Supplied information =

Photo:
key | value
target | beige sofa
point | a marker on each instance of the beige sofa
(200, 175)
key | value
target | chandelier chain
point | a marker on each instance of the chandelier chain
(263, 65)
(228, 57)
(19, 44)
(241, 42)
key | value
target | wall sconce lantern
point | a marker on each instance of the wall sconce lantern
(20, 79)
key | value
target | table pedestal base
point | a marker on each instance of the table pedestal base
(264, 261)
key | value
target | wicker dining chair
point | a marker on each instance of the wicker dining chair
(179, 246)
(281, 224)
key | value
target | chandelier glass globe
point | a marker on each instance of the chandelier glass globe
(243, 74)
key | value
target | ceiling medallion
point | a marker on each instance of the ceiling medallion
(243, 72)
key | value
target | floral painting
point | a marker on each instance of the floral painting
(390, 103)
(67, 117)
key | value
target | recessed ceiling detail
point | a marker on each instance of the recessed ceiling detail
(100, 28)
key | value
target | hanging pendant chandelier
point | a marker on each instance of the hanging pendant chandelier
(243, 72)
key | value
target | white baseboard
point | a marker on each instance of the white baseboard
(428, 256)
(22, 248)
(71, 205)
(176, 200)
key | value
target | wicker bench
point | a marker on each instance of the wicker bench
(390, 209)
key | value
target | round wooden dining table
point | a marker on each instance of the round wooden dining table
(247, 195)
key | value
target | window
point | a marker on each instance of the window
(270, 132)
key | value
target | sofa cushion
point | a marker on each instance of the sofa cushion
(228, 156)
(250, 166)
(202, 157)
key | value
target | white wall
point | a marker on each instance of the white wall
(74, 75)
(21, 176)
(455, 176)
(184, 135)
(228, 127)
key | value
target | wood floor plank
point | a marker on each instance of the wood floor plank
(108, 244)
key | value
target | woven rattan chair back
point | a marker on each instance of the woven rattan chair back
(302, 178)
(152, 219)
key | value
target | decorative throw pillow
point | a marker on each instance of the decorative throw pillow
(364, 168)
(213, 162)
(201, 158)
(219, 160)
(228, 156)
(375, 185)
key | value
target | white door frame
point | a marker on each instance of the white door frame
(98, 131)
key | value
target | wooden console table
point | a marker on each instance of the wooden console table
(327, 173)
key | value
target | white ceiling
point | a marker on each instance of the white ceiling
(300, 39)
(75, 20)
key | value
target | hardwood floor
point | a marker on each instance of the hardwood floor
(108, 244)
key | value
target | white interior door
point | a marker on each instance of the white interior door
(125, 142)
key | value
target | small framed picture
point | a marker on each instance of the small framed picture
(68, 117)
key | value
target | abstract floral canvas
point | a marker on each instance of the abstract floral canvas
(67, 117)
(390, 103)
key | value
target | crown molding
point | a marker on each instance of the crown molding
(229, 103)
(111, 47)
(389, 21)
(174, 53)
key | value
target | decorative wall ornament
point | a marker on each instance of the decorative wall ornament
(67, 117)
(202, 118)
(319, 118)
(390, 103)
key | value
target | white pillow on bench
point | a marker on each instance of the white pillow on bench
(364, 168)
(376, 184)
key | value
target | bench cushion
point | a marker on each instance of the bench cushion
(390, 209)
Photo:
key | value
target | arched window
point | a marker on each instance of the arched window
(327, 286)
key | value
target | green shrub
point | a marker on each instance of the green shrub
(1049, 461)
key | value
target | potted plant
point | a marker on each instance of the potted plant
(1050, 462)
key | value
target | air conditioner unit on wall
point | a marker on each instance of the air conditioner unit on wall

Task prompt = Read the entries above, then pull out the lines that include "unit".

Result =
target | air conditioner unit on wall
point | a marker on each instance of the air conditioner unit on wall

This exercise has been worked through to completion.